- BRANO PROPOSTO
****
3.2 . L’organizzazione gestionale
Tabella 10 - La gestione dell’attività tramite un sistema di deleghe (Risultato delle interviste)

Rispetto ai risultati presentati nella Tabella 4, appaiono tendenzialmente stabili (+2,75%) coloro che ritengono di gestire la propria attività in prima persona senza delegare decisioni: tali soggetti, anche di non piccolissime dimensioni, nel corso dell’intervista hanno dimostrato di considerare il coinvolgimento nell’attività di soggetti terzi un’eventualità che non verrà presa in considerazione a meno di ingenti difficoltà, preferendo mantenere pienamente il controllo delle proprie realtà, sia per evitare un costo incrementale per qualcuno ritenuto non necessario, sia per il timore di dover gestire rapporti interni oltre a quelli con la clientela. Si rileva stabile anche il numero di imprese che vengono gestite usufruendo, all’occorrenza, del supporto dei professionisti (+2,1%).
In relazione alla capacità di delega da parte dei soggetti intervistati, pare importante sottolineare una tendenziale mancanza di piena fiducia nei confronti dei soggetti facenti parte della realtà aziendale, soprattutto in relazione alla capacità da parte degli stessi di poter essere in grado di suggerire adeguate decisioni a coloro che sono alla guida dell’impresa: sebbene i risultati non siano distanti da quelli emersi grazie al questionario online, occorre però sottolineare come tendenzialmente la scelta di usufruire di un ausilio in relazione al controllo di gestione sia dettata più dalla mancanza di competenze dei soggetti apicali, rispetto all’effettiva consapevolezza di quanto possa essere fondamentale ottenere un aggiornamento continuo dei risultati ottenuti dalla propria azienda. Quanto appena descritto, inoltre, si accompagna al fatto che si è rilevato, grazie al confronto, che non vi è molta attenzione alla qualità dei dati che vengono trasmessi e ai flussi informativi che ne fanno da canale, evidenza che verrà ulteriormente approfondita nelle conclusioni di questo elaborato.
3.3 . La sostenibilità dell’attività e gli strumenti di valutazione
Abbiamo poco fa sottolineato che, nonostante non siano così marcate le differenze in relazione alle risposte ottenute, vi sia una chiara evidenza che l’approccio in relazione alla gestione tende ad essere accentratore e con una chiara mancanza di attenzione ai possibili sviluppi negativi dell’attività, nonostante la stessa, per molti degli intervistati, sia ritenuta la principale fonte di reddito e soddisfazioni lavorative.
****
- CONSEGNA A
Riporta tutti i titoli presenti nel brano, sia delle sezioni sia delle tabelle.
- CONSEGNA B
Stampa il brano da "3.3 . La sostenibilità" a "e soddisfazioni lavorative.".

- CONTENUTO DEL MATERIALE
****
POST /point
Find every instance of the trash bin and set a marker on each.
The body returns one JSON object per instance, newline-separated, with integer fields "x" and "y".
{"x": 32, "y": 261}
****
- SOLUZIONE A
3.2 . L’organizzazione gestionale
Tabella 10 - La gestione dell’attività tramite un sistema di deleghe (Risultato delle interviste)
3.3 . La sostenibilità dell’attività e gli strumenti di valutazione

- SOLUZIONE B
3.3 . La sostenibilità dell’attività e gli strumenti di valutazione
Abbiamo poco fa sottolineato che, nonostante non siano così marcate le differenze in relazione alle risposte ottenute, vi sia una chiara evidenza che l’approccio in relazione alla gestione tende ad essere accentratore e con una chiara mancanza di attenzione ai possibili sviluppi negativi dell’attività, nonostante la stessa, per molti degli intervistati, sia ritenuta la principale fonte di reddito e soddisfazioni lavorative.